[Dataset rows]
• • • • • • •
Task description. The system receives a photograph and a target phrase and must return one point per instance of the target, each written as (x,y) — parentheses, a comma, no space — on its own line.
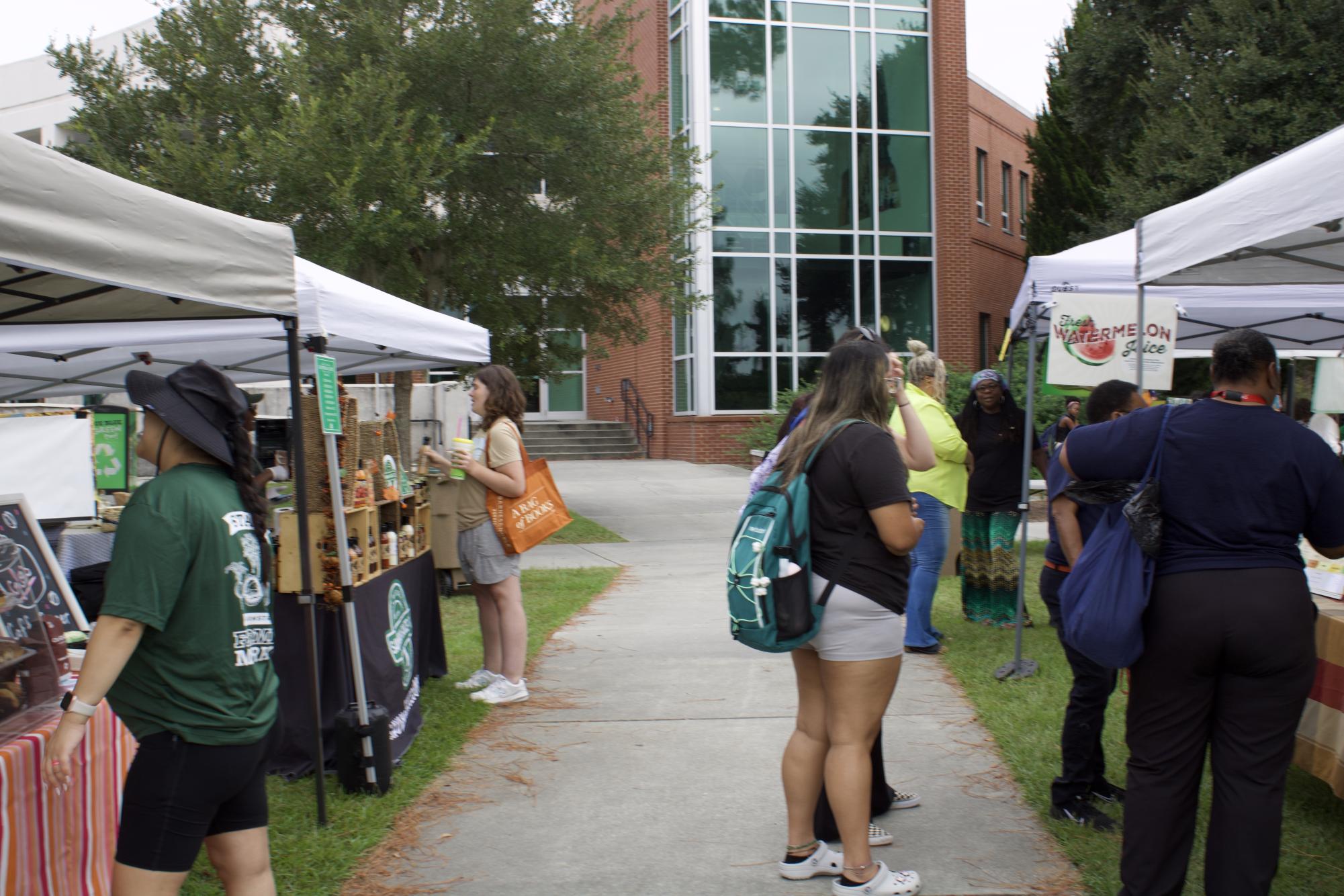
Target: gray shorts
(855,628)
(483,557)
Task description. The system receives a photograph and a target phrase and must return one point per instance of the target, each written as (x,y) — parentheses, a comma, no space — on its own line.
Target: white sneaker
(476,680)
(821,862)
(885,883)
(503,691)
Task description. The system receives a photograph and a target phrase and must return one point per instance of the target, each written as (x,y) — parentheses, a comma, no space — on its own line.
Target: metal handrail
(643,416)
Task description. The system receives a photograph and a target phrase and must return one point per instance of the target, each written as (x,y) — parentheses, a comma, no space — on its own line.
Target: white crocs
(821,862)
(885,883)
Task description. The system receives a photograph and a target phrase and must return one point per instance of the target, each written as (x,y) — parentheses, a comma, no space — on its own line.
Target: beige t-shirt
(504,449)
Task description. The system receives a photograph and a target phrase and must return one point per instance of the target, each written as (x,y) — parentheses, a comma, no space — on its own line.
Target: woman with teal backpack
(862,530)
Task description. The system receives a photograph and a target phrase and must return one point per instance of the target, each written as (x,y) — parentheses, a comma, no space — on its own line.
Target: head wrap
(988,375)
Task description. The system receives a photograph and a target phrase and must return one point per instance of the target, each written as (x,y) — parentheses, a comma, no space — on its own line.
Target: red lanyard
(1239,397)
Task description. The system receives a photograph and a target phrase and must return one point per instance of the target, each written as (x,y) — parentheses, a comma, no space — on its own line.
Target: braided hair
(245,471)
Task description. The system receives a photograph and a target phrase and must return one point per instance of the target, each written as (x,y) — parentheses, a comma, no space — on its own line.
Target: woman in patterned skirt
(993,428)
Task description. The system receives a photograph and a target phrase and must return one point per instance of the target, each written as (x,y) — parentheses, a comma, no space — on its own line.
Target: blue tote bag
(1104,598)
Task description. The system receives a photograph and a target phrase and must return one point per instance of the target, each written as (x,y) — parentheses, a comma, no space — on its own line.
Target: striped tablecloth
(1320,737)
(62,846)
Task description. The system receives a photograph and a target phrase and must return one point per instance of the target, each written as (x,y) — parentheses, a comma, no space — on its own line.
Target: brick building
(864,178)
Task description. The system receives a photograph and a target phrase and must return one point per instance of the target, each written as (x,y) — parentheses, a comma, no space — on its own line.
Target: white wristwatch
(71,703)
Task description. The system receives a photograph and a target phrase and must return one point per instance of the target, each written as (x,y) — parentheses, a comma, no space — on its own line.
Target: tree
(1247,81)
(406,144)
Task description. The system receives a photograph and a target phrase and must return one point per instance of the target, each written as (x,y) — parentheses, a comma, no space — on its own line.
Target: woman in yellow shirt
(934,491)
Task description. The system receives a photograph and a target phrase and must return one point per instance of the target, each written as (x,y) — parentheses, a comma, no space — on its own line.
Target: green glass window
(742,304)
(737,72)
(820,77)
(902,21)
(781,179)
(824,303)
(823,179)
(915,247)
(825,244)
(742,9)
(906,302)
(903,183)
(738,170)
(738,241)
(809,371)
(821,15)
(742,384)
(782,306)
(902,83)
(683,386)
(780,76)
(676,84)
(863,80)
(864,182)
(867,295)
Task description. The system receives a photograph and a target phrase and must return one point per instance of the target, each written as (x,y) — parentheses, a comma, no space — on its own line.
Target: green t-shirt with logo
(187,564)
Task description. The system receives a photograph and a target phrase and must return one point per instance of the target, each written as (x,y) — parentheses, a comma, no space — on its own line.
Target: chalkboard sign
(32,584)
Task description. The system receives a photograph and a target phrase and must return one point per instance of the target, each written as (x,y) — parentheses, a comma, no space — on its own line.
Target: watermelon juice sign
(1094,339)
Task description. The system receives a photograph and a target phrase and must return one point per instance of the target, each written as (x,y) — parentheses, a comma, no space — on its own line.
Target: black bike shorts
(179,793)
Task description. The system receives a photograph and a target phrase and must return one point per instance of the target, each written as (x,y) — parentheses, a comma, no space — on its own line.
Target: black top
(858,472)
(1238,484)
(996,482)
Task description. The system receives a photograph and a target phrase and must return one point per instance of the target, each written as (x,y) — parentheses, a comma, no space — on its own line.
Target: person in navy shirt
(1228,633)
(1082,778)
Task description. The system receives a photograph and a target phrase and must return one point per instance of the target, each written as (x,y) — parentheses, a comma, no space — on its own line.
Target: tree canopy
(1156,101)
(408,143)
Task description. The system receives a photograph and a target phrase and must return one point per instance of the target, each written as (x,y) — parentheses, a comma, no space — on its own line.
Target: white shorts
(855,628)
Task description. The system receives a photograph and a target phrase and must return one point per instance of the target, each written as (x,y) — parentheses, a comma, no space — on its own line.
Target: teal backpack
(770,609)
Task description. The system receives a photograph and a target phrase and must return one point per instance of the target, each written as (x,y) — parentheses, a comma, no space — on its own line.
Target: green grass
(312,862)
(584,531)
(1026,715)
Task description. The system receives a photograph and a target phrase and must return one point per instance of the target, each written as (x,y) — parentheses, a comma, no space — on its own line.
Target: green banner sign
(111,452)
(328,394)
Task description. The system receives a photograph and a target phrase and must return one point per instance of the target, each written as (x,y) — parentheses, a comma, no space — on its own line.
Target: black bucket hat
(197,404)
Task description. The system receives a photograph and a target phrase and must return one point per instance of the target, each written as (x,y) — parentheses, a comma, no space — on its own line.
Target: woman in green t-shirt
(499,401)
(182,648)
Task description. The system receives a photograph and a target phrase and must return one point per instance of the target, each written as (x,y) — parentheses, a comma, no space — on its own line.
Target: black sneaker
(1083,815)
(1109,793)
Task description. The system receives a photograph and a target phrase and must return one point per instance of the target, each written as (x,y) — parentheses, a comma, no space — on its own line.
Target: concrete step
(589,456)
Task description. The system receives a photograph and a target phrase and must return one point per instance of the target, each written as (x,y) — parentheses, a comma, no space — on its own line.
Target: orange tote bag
• • • • • • •
[The problem]
Each record must be quoted in full and exactly. Do not include the pictures.

[Response]
Task description. The system receives a photograph and a target phrase and must return one point per instance of the target, each written as (x,y) — parentheses, a comma, no space — on its own line.
Target: gray shorts
(855,628)
(483,557)
Task description. The system receives a photograph and a target phrase and must return one point per instance of the target, each written as (x,y) — parentheses, a comma, no space — on its own line.
Target: white sneaker
(476,680)
(821,862)
(885,883)
(503,691)
Task description. The system receives a photograph and a target phrase and must return one point per instance of the target, each written as (x,y) — parentheses, a comma, no space — on its own line.
Target: metal handrail
(643,416)
Task description. The system receives a photograph and a target phrase and must return one point per instance of the target, each written as (x,y) — parentheses, a comma, no space — on its own line.
Target: white crocs
(821,862)
(885,883)
Task description. The system receives a photograph and a target phrase and must return one point per instance of the target, each written as (x,y) — parentheses, a comma, no space — on its own line.
Target: beige t-shirt
(504,449)
Task description. The system receives a photograph and a target phrase and must return one point per instance of the target, each written as (x,y) — parentheses, a comma, no space — on its own line.
Target: woman with teal backpack
(862,530)
Task description. The system receives a photograph and a target phrase and must return one point per instance of the target, each written as (x,y) — parentheses, a comma, no space — on its own line.
Target: head wrap
(988,375)
Task description. The system receives a photograph and a target phrase and must return one point per instance of the target, each written as (x,y) — parentheses, a comma, no space — on its own line.
Target: red lanyard
(1239,397)
Task description. The system receives a photograph and a target phrase and must return one point per instance of the target, each written as (x,y) — parentheses, a comma, no space — on its own line.
Target: braided hair
(245,471)
Task description. The system receives a photograph and a target phrase and must return one point per instance of the target, each written as (x,y) — parentheses, a comma, no space — on its own line.
Target: woman in patterned skirt
(993,428)
Task description. The system receives a photograph and a target phrase and must return one point per instance of the target, each written as (x,y) — parentheses, a comma, no space — on its own line.
Target: blue tote bag
(1104,598)
Task description. The system receives a photograph and a target phrase and must return one point per instance of the target, each written as (x,y) — parentheses, a comma, no space — on its own line.
Target: striped tablecloth
(1320,737)
(62,846)
Task description. The system receives a photograph and a target phrase and must return one point per instance of the target, each written as (x,y) — parentheses, a comma, no space — on its own line.
Target: brick building
(864,178)
Task description. The system receives a photograph and a target phrase and must return one point per instance of the target, each written as (x,y) — parentheses, a comma, no space — on its own line.
Target: white wristwatch
(71,703)
Task description. The system receives a photograph and a target phrase and must return one point per instance of the target, each written as (x,y) — parentheses, a comma, no space — on its own line.
Target: tree
(1247,81)
(406,144)
Task description. The system receives a photograph and a target phrase and must return one point per instance of the target, each written as (x,y) — parentheses, a comma, no space — on its own line.
Target: woman in yellow shirt
(934,491)
Task description. The system receives a photograph and a target phrase and must return one point per instance of the target, each written as (x,y) — parentheses, a comma, no space — on its own line.
Target: green glass window
(742,304)
(737,72)
(820,77)
(902,21)
(781,179)
(824,303)
(823,179)
(915,247)
(825,244)
(742,9)
(906,302)
(903,183)
(738,170)
(738,241)
(809,371)
(821,15)
(742,384)
(782,306)
(902,83)
(683,386)
(780,76)
(676,84)
(863,80)
(864,182)
(867,295)
Task description. The system receives a photograph and a target phrase and must return one point per instance of the target, each written as (x,y) — parentheses, a comma, no space — on its own line.
Target: green t-shirt with logo
(187,564)
Task description. The system receives a photograph and a target phrase and must return one point per instance of the target, each written as (x,y) — parentheses, a comma, no space — on its own line.
Target: chalkboard sign
(32,584)
Task description. The system receives a photograph and a target phrase and must return one point per instance of the target, each written as (x,y) — parentheses, a comma, no space — on its own line.
Target: watermelon juice sign
(1094,339)
Task description. The system receives a photograph and a target phrase and must return one point per instance of the target, each written as (x,y) — parentheses, a comma, no space — on its own line.
Target: black bike shorts
(179,793)
Task description. The system receives a photograph and a target phrase and must return one point per instance of the target, each written as (x,y) — parentheses, a comma, no space — on its own line.
Target: black top
(858,472)
(1238,484)
(996,482)
Task description. The system receives a photograph and a target phrase and must return one point per instance of the target, each written as (x,y) — parentheses, a comma, no space — on its own line.
Target: person in navy shirt
(1228,633)
(1082,778)
Task description. The system receives a photograph and a target phrase and must return one point per instance of the target, each written as (x,y) — parentheses, a comma, no space — on its own line.
Target: tree canopy
(1156,101)
(408,143)
Task description. The system receives a photograph and a target phrase and must return one point per instance of the target, each written as (x,y) — parentheses, a comma, no space — on its own line.
Target: white shorts
(855,628)
Task description. The system receives a photograph and a target phrase and must return one point per instance of the target, each written as (x,y) — parentheses, a comma, no space — on its own line.
Target: teal backpack
(770,609)
Task description. The system receives a photograph and a target phrase and must return one point per instance of the target, each written as (x,y) — parentheses, a comma, no space — on its own line.
Target: green grass
(312,862)
(584,531)
(1026,715)
Task description. The system receives a photograph and a target phrase and must return one point per instance of the target, each written as (x,y) — parentheses, a comma, no space — on its own line.
Target: green banner sign
(111,452)
(328,394)
Task description. The system receives a photograph and a target phrase and must return one point per instance of the target, each written as (x,y) — parentheses, a comma, no space — on its own line.
Target: black bucket hat
(197,404)
Task description. The system receives a photograph and a target phrase and must return one point per instance of the target, each written as (x,y) — parentheses, a comma, no space — on its own line.
Target: woman in green t-shirt
(499,401)
(182,648)
Task description. The system receives a photograph and a target phrase and must return one point per instance of the target, each written as (x,y) — parentheses, a comma, no space — on its own line.
Target: black sneaker
(1083,815)
(1109,793)
Task description. The system receives a photograph and a target phrase and must return one point per instance of the target, each written as (x,y) — parentheses, a comma, no space — on its own line.
Target: concrete step
(589,456)
Task description. The system receives a photograph and a target phrase and must return one point per instance of the target, each written as (x,y) — parentheses, a comma, no space — on its own line.
Target: orange tote bag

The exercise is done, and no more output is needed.